* **Data records**
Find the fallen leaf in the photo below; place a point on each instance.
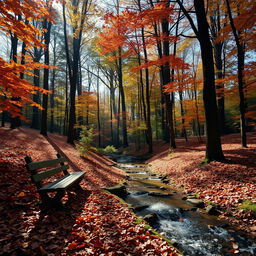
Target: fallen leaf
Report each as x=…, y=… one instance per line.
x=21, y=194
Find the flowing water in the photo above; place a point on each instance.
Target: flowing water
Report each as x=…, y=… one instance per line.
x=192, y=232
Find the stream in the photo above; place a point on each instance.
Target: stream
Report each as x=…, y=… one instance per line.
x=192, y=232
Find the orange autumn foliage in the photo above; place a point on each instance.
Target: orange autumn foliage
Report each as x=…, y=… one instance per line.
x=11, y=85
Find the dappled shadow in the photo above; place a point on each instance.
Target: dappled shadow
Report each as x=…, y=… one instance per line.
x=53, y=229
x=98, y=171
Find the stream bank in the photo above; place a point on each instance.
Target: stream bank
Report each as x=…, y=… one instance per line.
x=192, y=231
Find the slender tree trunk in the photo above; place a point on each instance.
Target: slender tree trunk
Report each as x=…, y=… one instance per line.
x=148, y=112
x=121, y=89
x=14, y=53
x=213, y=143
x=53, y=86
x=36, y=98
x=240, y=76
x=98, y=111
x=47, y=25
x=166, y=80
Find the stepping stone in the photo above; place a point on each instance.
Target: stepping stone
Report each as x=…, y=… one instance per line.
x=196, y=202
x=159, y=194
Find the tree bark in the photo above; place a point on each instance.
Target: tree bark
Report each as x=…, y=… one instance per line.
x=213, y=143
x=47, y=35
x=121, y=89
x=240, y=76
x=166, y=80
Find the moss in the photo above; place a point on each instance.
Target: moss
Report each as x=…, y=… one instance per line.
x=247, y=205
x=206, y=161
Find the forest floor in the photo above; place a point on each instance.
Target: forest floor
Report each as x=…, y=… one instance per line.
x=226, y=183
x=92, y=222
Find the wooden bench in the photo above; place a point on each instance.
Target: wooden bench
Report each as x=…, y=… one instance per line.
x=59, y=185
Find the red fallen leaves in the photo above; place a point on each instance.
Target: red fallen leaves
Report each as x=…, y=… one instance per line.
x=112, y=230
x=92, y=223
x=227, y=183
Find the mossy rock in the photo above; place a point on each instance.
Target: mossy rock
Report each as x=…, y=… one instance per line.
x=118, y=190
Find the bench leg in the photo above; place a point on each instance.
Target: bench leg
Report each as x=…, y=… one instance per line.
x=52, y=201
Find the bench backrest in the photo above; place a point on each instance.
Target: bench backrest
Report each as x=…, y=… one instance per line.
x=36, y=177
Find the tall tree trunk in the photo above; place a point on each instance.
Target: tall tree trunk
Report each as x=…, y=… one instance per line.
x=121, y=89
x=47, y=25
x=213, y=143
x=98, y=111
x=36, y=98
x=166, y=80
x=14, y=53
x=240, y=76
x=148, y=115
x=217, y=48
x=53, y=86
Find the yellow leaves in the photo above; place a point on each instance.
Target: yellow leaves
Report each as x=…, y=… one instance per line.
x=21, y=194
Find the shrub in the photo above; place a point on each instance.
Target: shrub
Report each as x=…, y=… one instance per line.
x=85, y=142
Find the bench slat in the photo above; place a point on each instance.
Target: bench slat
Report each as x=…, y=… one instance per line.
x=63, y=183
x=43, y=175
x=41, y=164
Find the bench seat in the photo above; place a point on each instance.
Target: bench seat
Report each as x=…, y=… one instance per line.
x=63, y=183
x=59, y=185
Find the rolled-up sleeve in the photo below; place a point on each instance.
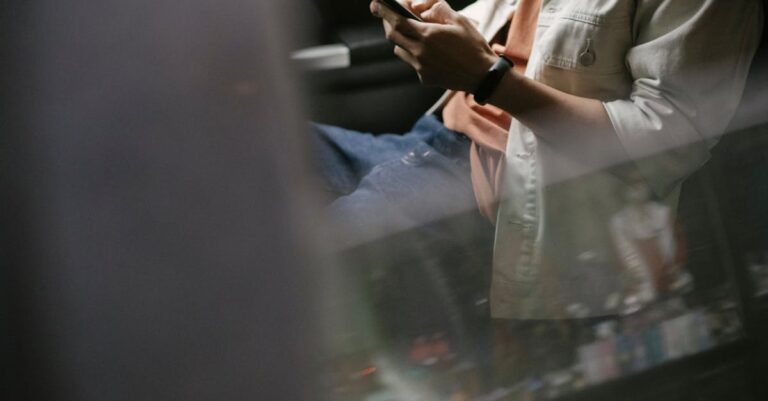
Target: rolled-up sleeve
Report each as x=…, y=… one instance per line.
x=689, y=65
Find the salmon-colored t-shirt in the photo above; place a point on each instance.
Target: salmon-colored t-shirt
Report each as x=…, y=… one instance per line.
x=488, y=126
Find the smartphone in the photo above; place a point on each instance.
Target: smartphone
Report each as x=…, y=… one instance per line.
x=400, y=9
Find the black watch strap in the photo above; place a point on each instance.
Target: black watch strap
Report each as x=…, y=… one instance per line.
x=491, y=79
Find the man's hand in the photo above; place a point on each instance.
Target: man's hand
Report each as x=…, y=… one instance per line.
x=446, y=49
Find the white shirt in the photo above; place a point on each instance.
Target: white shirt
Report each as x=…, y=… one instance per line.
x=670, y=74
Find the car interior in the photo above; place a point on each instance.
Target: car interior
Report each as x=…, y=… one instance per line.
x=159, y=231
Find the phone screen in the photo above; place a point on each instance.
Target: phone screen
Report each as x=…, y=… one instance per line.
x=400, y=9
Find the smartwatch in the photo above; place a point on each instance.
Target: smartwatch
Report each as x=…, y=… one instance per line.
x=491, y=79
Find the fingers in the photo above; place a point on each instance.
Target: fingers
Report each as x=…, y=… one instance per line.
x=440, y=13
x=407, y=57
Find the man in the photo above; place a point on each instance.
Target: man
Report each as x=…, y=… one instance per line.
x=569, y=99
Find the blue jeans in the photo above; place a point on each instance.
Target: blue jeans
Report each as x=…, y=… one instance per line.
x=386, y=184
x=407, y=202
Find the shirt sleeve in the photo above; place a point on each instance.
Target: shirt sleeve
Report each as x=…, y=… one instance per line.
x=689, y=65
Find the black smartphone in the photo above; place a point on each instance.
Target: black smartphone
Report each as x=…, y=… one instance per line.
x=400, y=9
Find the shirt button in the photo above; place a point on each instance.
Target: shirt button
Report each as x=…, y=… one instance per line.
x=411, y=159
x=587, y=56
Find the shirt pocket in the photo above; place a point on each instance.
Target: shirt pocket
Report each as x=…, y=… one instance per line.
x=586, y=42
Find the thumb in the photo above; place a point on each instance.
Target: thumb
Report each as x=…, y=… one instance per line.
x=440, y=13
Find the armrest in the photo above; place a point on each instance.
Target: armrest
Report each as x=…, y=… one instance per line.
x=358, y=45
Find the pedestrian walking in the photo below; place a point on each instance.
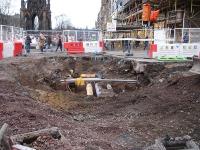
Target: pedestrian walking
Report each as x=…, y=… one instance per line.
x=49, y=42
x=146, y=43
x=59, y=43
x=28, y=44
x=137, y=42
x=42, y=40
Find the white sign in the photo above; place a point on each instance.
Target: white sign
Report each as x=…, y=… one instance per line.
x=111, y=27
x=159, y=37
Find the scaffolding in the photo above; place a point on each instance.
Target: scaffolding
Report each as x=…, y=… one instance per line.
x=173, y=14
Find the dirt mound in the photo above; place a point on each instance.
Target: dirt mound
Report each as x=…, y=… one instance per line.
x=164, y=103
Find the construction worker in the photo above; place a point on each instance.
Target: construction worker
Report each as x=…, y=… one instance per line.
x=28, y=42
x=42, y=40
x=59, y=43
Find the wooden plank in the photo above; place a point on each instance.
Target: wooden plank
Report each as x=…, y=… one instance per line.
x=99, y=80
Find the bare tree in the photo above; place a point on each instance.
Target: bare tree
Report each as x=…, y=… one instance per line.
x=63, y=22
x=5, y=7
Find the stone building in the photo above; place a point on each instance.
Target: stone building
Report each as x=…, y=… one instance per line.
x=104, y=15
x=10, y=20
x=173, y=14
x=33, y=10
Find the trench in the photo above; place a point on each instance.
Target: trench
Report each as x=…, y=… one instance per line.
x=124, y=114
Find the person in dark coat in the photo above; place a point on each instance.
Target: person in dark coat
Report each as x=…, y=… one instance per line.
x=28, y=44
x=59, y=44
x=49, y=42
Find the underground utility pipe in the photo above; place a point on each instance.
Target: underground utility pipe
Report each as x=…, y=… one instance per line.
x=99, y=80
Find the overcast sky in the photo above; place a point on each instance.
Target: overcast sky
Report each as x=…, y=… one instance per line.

* **Exercise details**
Print the whole listing above once more, word for word, without its pictures.

* **Answer**
Find the fallen leaf in the photo below; place a point on each instance.
Target: fallen leaf
Report each as x=…, y=… one instance per line.
x=21, y=194
Find the flowing water in the photo above; place a point on each instance.
Target: flowing water
Report each as x=…, y=… one instance per line.
x=192, y=232
Find the stream in the photo above; place a point on each instance.
Target: stream
Report each as x=…, y=… one instance per line.
x=192, y=232
Find the orange autumn foliage in the photo above; place a point on each instance.
Target: orange autumn foliage
Report each as x=…, y=… one instance per line.
x=11, y=85
Find the dappled shadow in the photo above; place a point on each instance.
Target: dappled shadow
Report each as x=…, y=… one instance per line.
x=53, y=229
x=98, y=171
Find the stream bank in the photo above; place a point on each instance.
Target: stream bank
Report each as x=…, y=… one instance per line.
x=192, y=231
Find the slender tree trunk in the photo above; place a point on each instance.
Target: slender tree trunk
Report each as x=…, y=… one instance per line.
x=148, y=112
x=121, y=89
x=14, y=53
x=213, y=143
x=53, y=86
x=36, y=98
x=240, y=76
x=98, y=111
x=47, y=25
x=166, y=80
Find the stepping stone in the photo above; place a point on each instance.
Target: stepping stone
Report each as x=…, y=… one instance per line.
x=196, y=202
x=159, y=194
Find the tree bark in the photo above; place a point on each instance.
Target: tree bark
Report each as x=…, y=… one instance per line.
x=213, y=143
x=47, y=35
x=121, y=89
x=240, y=76
x=166, y=80
Find the moss in the photo above; place a point on each instance.
Target: moss
Report each as x=…, y=… one instance per line.
x=247, y=205
x=206, y=161
Find the forest floor in the photo above; place a point on each instance.
Target: forest floor
Report each as x=…, y=… one instance per line.
x=226, y=183
x=92, y=222
Find the wooden bench in the photo above; place a point on each instance.
Target: wooden bench
Report each as x=…, y=… one instance per line.
x=59, y=185
Find the red fallen leaves in the photo above; place a point on each instance.
Target: red fallen leaves
Report each as x=…, y=… one instance per line.
x=112, y=230
x=92, y=223
x=227, y=183
Find the mossy rock in the photo above; place a point on each instance.
Target: mossy rock
Report each as x=…, y=… one instance per line.
x=118, y=190
Find the bench leg in the photo above; place a point on each instance.
Target: bench leg
Report each as x=…, y=… one instance per line.
x=52, y=201
Find the bench backrest in the photo above; place a point on each instance.
Target: bench backrest
Report each as x=…, y=… one instance per line.
x=36, y=177
Find the tall tree trunk in the photo above; place a point on each instance.
Target: tall tree trunk
Report each as x=…, y=… one instance per line.
x=121, y=89
x=47, y=25
x=213, y=143
x=98, y=111
x=36, y=98
x=166, y=80
x=14, y=53
x=240, y=76
x=148, y=115
x=217, y=48
x=53, y=86
Find the yellow leaves in the photo above; place a point on each instance.
Target: yellow leaves
Report each as x=…, y=… one instance per line.
x=21, y=194
Find the shrub in the photo above; place a point on each instance.
Target: shrub
Report each as x=…, y=… one instance per line.
x=85, y=142
Find the bench slat in the photo above; place a point on each instance.
Target: bench slat
Report each as x=…, y=… one instance per line.
x=63, y=183
x=43, y=175
x=41, y=164
Find the bench seat in the photo above; place a point on each instance.
Target: bench seat
Report each as x=…, y=… one instance per line.
x=63, y=183
x=59, y=185
Find the rolled-up sleeve in the photo below; place a point on each instance.
Target: rolled-up sleeve
Report each as x=…, y=… one instance per line.
x=689, y=65
Find the salmon-colored t-shirt in the photo above; place a point on each instance.
Target: salmon-colored t-shirt
Report each as x=…, y=… one instance per line.
x=488, y=126
Find the smartphone in the photo above; place a point on each instance.
Target: smartphone
Report each as x=…, y=… one instance per line.
x=400, y=9
Find the black watch strap in the photo above; place a point on each instance.
Target: black watch strap
Report each as x=…, y=… one instance per line.
x=491, y=79
Find the man's hand in the photo above; place a point on each instance.
Target: man's hand
Report each as x=…, y=… one instance per line.
x=446, y=49
Find the white shirt in the photo above; place a point on each instance.
Target: white shirt
Report each as x=…, y=… one instance per line.
x=670, y=74
Find the car interior in the photo above; place a point on each instance.
Target: car interior
Report each as x=…, y=… one instance per line.
x=159, y=231
Find the phone screen in the photo above; place a point on each instance.
Target: phone screen
Report each as x=…, y=… one instance per line.
x=400, y=9
Find the smartwatch in the photo above; place a point on each instance.
Target: smartwatch
Report each as x=…, y=… one instance per line.
x=491, y=79
Find the fingers in the photo above; place a point on each instance.
Target: fingers
Report each as x=…, y=… one instance per line.
x=440, y=13
x=407, y=57
Find the man in the photo above; place a point on each instance.
Target: man
Report each as x=…, y=… one instance per line.
x=569, y=99
Find the blue jeans in the photo above; place a point on each instance.
Target: blue jeans
Report each as x=…, y=… one instance per line.
x=386, y=184
x=407, y=202
Find the shirt sleeve in the photo above; place a point on each instance.
Target: shirt sleeve
Report each as x=…, y=… one instance per line.
x=689, y=65
Find the black smartphone in the photo above; place a point on each instance.
Target: black smartphone
Report each as x=…, y=… one instance per line.
x=400, y=9
Find the shirt button in the photo above; place a point on each instance.
Target: shirt button
Report each as x=…, y=… one instance per line.
x=411, y=159
x=587, y=56
Find the shirt pocket in the photo above; place a point on each instance.
Target: shirt pocket
Report each as x=…, y=… one instance per line.
x=586, y=42
Find the thumb in the photo above; place a point on each instance.
Target: thumb
Report each as x=…, y=… one instance per line.
x=440, y=13
Find the armrest in the photo above; place a point on each instance.
Target: armrest
Report each as x=…, y=… one instance per line.
x=358, y=45
Find the pedestrian walking in the photo below; place a point on each instance.
Target: pedestrian walking
Report each as x=…, y=… one instance per line.
x=49, y=42
x=146, y=43
x=59, y=43
x=28, y=44
x=137, y=42
x=42, y=40
Find the white sign in the photo above; place a point on each instance.
Target: white sign
Report each as x=…, y=… one instance per line.
x=111, y=27
x=159, y=37
Find the scaffolding in the photo above; place a point on each instance.
Target: scaffolding
Report each as x=…, y=… one instance per line.
x=173, y=14
Find the dirt mound in the photo above; place a point on each instance.
Target: dirt mound
Report each as x=…, y=… one instance per line.
x=164, y=103
Find the construction worker in the photo above; place a point on each instance.
Target: construction worker
Report each as x=…, y=… one instance per line.
x=28, y=42
x=42, y=40
x=59, y=43
Find the wooden plank in the photo above; place a point on each instance.
Target: wooden plank
Report each as x=…, y=… one instance per line.
x=99, y=80
Find the bare tree in the photo above; place a point on each instance.
Target: bare tree
Report each as x=…, y=… one instance per line.
x=63, y=22
x=5, y=7
Find the stone building in the photo above; place a point on each instance.
Target: stone building
Report each as x=…, y=… one instance per line.
x=104, y=15
x=10, y=20
x=173, y=14
x=33, y=10
Find the trench in the photo above; place a point on each instance.
Target: trench
Report each as x=…, y=… one instance per line.
x=124, y=114
Find the person in dark coat in the photo above; place a point on each instance.
Target: person in dark coat
Report each as x=…, y=… one instance per line.
x=28, y=44
x=59, y=44
x=49, y=42
Find the underground utility pipe in the photo above; place a point on each instance.
Target: underground utility pipe
Report each as x=…, y=… one instance per line.
x=99, y=80
Find the overcast sky in the photo above; place a point on each instance.
Target: overcast sky
Report each as x=…, y=… one instance per line.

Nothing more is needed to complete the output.